**PAGE EXTRACT:**
• • • • •

Yann LeCun’s AMI Labs Raises $1.03B to Pursue World Models for Real-World AI
Yann LeCun, the Turing Award-winning AI pioneer, has launched Advanced Machine Intelligence (AMI) Labs with more than $1 billion in seed funding. The Paris-based startup announced a $1.03 billion raise at a $3.5 billion pre-money valuation, marking one of the largest early-stage rounds on record in Europe.
A Different Path from LLMs
LeCun has long argued that today’s dominant large language models, which rely on next-token prediction, are insufficient for achieving robust intelligence. Instead, AMI focuses on building world models—systems that develop abstract representations of the physical world from sensor data like video and other inputs. These models predict in embedding space rather than generating every pixel or detail, making them better suited to noisy, continuous real-world environments.
JEPA and Technical Approach
The work builds directly on LeCun’s Joint Embedding Predictive Architecture (JEPA), introduced in 2022. By learning to predict representations rather than raw observations, the approach avoids the pitfalls of forcing models to hallucinate unpredictable details. Action-conditioned variants could let agents simulate the outcomes of their decisions, supporting better planning and reasoning while incorporating safety constraints.

• • • • •

**ENTRIES SUPPLIED:**
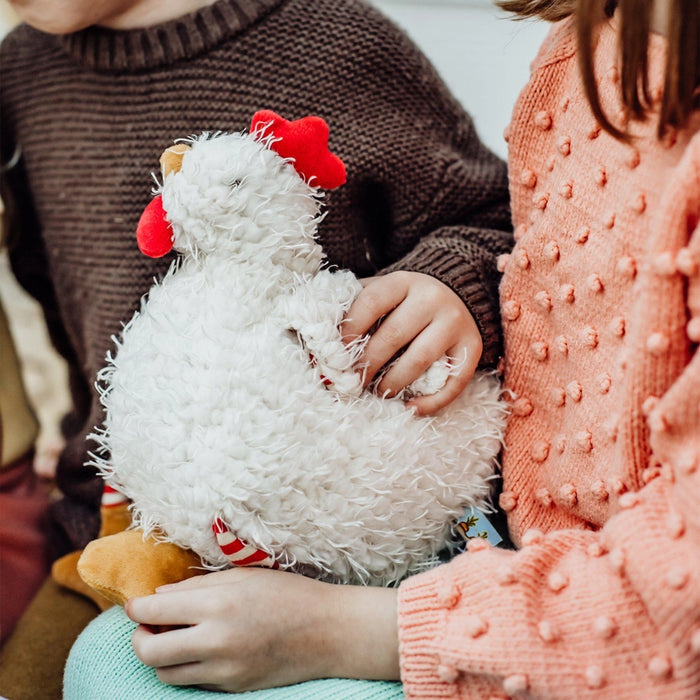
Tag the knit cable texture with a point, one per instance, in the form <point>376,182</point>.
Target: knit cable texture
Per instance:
<point>601,306</point>
<point>102,666</point>
<point>93,112</point>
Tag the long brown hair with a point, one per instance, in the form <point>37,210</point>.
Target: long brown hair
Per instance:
<point>682,77</point>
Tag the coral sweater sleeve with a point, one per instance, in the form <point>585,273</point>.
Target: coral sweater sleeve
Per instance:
<point>577,614</point>
<point>608,612</point>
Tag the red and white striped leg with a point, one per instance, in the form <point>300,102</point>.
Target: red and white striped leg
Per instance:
<point>238,552</point>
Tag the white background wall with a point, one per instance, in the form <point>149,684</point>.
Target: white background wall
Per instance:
<point>482,55</point>
<point>481,52</point>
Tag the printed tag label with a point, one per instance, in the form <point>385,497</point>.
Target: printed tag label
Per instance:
<point>475,524</point>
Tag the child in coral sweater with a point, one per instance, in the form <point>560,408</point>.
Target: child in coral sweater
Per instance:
<point>601,305</point>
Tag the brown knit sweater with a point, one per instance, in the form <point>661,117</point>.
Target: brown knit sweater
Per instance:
<point>92,112</point>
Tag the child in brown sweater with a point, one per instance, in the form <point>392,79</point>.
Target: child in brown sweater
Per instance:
<point>91,94</point>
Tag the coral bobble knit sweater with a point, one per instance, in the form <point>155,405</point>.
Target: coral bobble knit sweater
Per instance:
<point>600,301</point>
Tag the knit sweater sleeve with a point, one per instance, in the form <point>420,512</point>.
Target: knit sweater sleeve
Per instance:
<point>577,613</point>
<point>462,231</point>
<point>432,197</point>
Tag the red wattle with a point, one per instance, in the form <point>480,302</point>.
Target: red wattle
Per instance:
<point>154,234</point>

• • • • •

**EXERCISE AIM:** Continue the article about AMI Labs' $1.03 billion raise, picking up after its last sentence.

**TASK ANSWER:**
Team, Investors and Plans
CEO Alexandre LeBrun, who previously led digital health startup Nabla and worked at Meta’s FAIR lab, leads the company alongside LeCun. Senior team members include researchers Saining Xie, Mike Rabbat, Pascale Fung, and others with deep academic and industry experience. The investor roster is impressive: co-led by Cathay Innovation, Greycroft, Hiro Capital, HV Capital, and Bezos Expeditions, with participation from Nvidia, Samsung, Toyota Ventures, Temasek, Eric Schmidt, Mark Cuban, Tim Berners-Lee, and numerous European and Asian funds. AMI operates out of Paris, New York, Montreal, and Singapore. The company plans to publish research openly, release substantial code as open source, and partner with industry on applications in robotics, healthcare, industrial automation, and wearables. First healthcare collaboration is with Nabla; expectations are that meaningful products remain years away while fundamental research advances.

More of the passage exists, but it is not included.